>> start PASSAGE
This work is an initial exploration of the optimization challenges for dynamically-typed communicating event-loop languages for shared-memory multicore systems. We present SOMNS, an implementation of Newspeak [2] based on the Truffle framework, which executes on top of a JVM. Beside a brief sketch of Newspeak’s concurrency model, we discuss the optimization challenges for asynchronous execution, ensuring isolation between actors, and promise resolution. We evaluate initial strategies to optimize asynchronous message sends and argument handling to ensure isolation.

2   Newspeak: A Dynamic Concurrent Event-Loop Language

For our exploration we chose Newspeak, a dynamically typed class-based language with actors based on E’s communicating event-loop model. For concurrency research, it has the major advantage that it does not have a notion of global or static state. Instead, state has to be passed explicitly following the object capability model [3]. The resulting language is simple and self-consistent, which avoids many special cases while retaining the convenience of classes. Nonetheless, it is similar to widely used object-oriented languages, and thus, represents a wide range of languages used on the Web. Furthermore, Newspeak also has JavaScript and Dart backends to run in browsers and on servers. Our implementation, SOMNS11SOMNS is a derivate of SOM (Simple Object Machine), a family of interpreter implementations: som-st.github.io is designed for research on shared-memory concurrency with good performance. For instance, in addition to the CEL model, SOMNS implements Newspeak’s Value objects, which are deeply immutable and thus can only refer to deeply immutable objects themselves. Hence, it is safe to share such values between actors and to allow them to access value objects synchronously.
>> end PASSAGE
>> start DATA
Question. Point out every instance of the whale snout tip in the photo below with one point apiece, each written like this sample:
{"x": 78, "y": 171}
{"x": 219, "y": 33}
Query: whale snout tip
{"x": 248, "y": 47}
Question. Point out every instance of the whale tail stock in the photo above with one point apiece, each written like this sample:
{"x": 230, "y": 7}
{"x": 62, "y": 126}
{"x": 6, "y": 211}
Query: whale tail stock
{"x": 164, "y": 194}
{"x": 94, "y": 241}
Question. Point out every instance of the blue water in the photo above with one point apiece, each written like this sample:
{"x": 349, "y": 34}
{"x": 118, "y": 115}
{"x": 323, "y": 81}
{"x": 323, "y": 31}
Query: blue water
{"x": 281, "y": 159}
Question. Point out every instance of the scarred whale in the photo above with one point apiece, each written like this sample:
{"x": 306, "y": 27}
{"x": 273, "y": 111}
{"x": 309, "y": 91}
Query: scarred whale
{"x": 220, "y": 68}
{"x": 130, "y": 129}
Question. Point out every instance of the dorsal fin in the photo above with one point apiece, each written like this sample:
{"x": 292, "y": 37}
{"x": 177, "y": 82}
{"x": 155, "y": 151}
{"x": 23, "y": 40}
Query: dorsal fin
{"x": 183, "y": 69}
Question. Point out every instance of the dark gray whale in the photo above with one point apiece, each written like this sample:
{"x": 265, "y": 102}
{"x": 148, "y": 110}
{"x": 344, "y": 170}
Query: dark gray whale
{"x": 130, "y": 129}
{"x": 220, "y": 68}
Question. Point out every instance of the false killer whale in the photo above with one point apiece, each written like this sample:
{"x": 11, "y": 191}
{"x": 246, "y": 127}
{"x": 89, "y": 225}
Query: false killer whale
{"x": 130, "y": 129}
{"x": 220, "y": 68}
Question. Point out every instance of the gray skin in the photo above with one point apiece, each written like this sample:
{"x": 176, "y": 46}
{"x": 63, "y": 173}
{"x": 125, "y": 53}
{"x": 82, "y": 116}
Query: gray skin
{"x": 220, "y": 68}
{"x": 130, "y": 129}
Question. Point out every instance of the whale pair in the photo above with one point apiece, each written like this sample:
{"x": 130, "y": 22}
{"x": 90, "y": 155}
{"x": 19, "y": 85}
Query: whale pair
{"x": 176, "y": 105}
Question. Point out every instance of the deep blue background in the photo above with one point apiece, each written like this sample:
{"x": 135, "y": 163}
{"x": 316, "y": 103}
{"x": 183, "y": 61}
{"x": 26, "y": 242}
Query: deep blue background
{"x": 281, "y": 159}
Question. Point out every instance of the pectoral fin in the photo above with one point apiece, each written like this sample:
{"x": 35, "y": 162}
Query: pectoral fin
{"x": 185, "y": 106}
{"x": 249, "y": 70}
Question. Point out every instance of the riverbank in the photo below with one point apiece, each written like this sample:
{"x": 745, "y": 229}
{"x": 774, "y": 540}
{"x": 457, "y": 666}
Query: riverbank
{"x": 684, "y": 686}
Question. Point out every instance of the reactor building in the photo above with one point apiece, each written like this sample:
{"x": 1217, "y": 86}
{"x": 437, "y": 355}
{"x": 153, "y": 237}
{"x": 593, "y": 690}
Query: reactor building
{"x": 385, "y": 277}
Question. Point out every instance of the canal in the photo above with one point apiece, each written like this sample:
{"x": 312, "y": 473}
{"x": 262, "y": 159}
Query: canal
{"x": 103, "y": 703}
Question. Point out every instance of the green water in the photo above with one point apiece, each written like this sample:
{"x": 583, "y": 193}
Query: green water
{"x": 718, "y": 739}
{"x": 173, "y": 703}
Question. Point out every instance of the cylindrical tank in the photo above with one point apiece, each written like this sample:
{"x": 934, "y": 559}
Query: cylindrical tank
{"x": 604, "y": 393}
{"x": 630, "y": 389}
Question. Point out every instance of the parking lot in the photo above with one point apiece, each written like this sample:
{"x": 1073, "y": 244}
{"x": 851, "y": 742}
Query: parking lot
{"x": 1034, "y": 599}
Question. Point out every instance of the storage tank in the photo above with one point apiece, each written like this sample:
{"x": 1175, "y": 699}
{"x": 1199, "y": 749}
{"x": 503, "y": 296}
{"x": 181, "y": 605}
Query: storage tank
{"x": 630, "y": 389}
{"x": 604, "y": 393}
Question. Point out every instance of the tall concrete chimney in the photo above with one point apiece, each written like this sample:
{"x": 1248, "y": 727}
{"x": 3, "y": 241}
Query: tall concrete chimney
>> end DATA
CHALLENGE 1: Gather every line of the records above that contains the string "snout" and copy each one out in full.
CHALLENGE 2: Resume the passage on Newspeak and its SOMNS implementation, picking up right after its final sentence.

EXERCISE ANSWER 1:
Question. Point out every instance of the whale snout tip in the photo below with one point apiece, each written like this sample:
Query: whale snout tip

EXERCISE ANSWER 2:
A Self-Optimizing Truffle Interpreter

To achieve performance within small factors of highly optimizing VMs, we built on Truffle [12, 18]. This means, SOMNS is an abstract-syntax-tree (AST) interpreter running on top of a Java Virtual Machine (JVM) with the Graal just-in-time compiler [17]. Truffle and Graal together enables meta-compilation based on self-optimizing ASTs that rewrite themselves at run time to optimize for the characteristics of the executed program and its data. Once a SOMNS method has been executed often enough, Graal generates native code for it by taking the AST and applying partial evaluation, aggressive inlining, as well as classic compiler optimizations. The end result is the compilation of a SOMNS method to native code. With this meta-compilation approach, the compiler is independent from the implemented language, and has been used for example for JavaScript, Python, R, and Ruby. The SOMNS interpreter uses self-optimization to determine types of operations, to optimize the object layout based on types, for polymorphic inline caches [9] to cache method lookups, and other performance relevant issues of dynamic languages. Details are discussed in previous work on SOM [12, 13].

3   Optimization Challenges

The first major hurdle for performance is SOMNS’ dynamically typed nature, which it shares with JavaScript, Python, Smalltalk, and others. However, the ideas of speculative optimizations and adaptive compilation [8] have been successfully applied to eliminate the cost of dynamic typing and late binding. At times, the results even outperform statically compiled code, because speculative optimizations can make optimistic assumptions leading to faster native code.

For this work however, the main focus is on optimization challenges for event loop languages. Thus, we investigate the performance challenges revolving around asynchronous message sends, ensuring isolation between actors, and the efficient handling of promise resolution.

Asynchronous Execution

Newspeak has four ways to initiate an asynchronous execution. We distinguish between sending of asynchronous messages to (i) far references, (ii) near references, and (iii) promises. Furthermore, we also consider the execution of the (iv) success or failure handlers, i. e., callbacks, registered on promises.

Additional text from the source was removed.